● **GIVEN INSTRUCTION 1**
Format the records below as a JSON list of strings, one string per line, starting at the line that contains "of the second" and ending at the end of the records. Omit blank lines and leave the pictures out.

● **QUOTED TEXT**
——————————

Third, there are dangers in concentrating the revision of nuclear 
policy within a single military command, STRATCOM, which until 
now has been focused strictly on strategic -- not policy -- issues of 
nuclear combat. Command staff members have unrivaled expertise 
in the usage and effects of nuclear weapons, but their expertise 
does not extend to the whys of weapons usage.

Entrusting major policy reviews to tightly controlled, secret 
organizations inside the Pentagon is a hallmark of Defense 
Secretary Donald H. Rumsfeld's tenure. Doing so streamlines 
decision-making and encourages new thinking, advocates say.

But it also bypasses dissenters, many of whom are those in the 
armed services with the most knowledge and the deepest 
experience with the issues. The Bush inner circle is known to be a 
tight bunch, prone to "group think" about Iraq and uninterested in 
having its assumptions challenged. But there are opinions they need 
to hear. While most military officers seem to consider the likelihood 
of our using nuclear weapons in Iraq to be low, they worry about the 
increased importance placed on them and about the contradictions 
inherent in contemplating the use of nuclear weapons for the 
purpose of eliminating weapons of mass destruction.

——————————

● **EXCERPTED DATA**

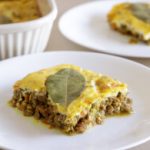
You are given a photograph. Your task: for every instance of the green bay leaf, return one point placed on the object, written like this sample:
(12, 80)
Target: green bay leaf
(65, 86)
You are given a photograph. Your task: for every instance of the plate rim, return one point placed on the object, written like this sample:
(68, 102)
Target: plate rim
(100, 50)
(142, 141)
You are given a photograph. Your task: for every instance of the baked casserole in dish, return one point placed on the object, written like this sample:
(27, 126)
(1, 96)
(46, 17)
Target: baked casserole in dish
(70, 98)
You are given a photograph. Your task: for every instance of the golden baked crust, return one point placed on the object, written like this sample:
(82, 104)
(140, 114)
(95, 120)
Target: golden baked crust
(13, 11)
(132, 19)
(101, 95)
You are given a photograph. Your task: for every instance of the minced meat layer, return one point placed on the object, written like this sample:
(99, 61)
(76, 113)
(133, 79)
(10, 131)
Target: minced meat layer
(36, 104)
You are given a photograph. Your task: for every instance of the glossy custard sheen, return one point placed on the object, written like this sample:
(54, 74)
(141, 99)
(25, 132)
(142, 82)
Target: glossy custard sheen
(135, 16)
(12, 11)
(97, 88)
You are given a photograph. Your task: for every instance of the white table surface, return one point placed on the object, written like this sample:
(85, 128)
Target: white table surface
(57, 43)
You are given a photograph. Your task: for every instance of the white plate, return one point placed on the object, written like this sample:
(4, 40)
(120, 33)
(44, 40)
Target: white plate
(87, 25)
(19, 132)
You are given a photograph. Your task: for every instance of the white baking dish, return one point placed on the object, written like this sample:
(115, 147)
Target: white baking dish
(28, 37)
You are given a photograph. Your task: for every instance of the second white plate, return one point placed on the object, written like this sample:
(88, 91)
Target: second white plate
(87, 25)
(19, 132)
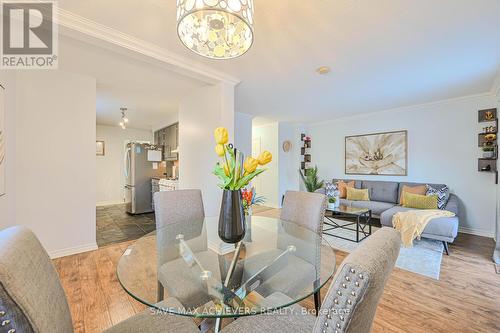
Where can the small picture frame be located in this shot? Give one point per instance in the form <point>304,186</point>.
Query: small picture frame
<point>487,115</point>
<point>99,148</point>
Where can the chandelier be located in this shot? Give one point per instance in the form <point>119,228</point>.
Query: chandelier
<point>216,29</point>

——————————

● **GIVEN INSTRUCTION 2**
Retype the passage above on nuclear policy word for word, starting at "But it also" and ending at "of mass destruction.".

● **TASK ANSWER 1**
[
  "You are given a photograph. Your task: for every instance of the second white plate, return one point placed on the object, written like this sample:",
  "(88, 91)",
  "Target: second white plate",
  "(87, 25)",
  "(19, 132)",
  "Where can the small picture frame be located in this shot? Give one point per instance in the form <point>304,186</point>.",
  "Query: small picture frame",
  "<point>487,115</point>",
  "<point>99,148</point>",
  "Where can the chandelier be located in this shot? Give one point per instance in the form <point>119,228</point>.",
  "Query: chandelier",
  "<point>216,29</point>"
]

● **TASK ANSWER 2**
But it also bypasses dissenters, many of whom are those in the 
armed services with the most knowledge and the deepest 
experience with the issues. The Bush inner circle is known to be a 
tight bunch, prone to "group think" about Iraq and uninterested in 
having its assumptions challenged. But there are opinions they need 
to hear. While most military officers seem to consider the likelihood 
of our using nuclear weapons in Iraq to be low, they worry about the 
increased importance placed on them and about the contradictions 
inherent in contemplating the use of nuclear weapons for the 
purpose of eliminating weapons of mass destruction.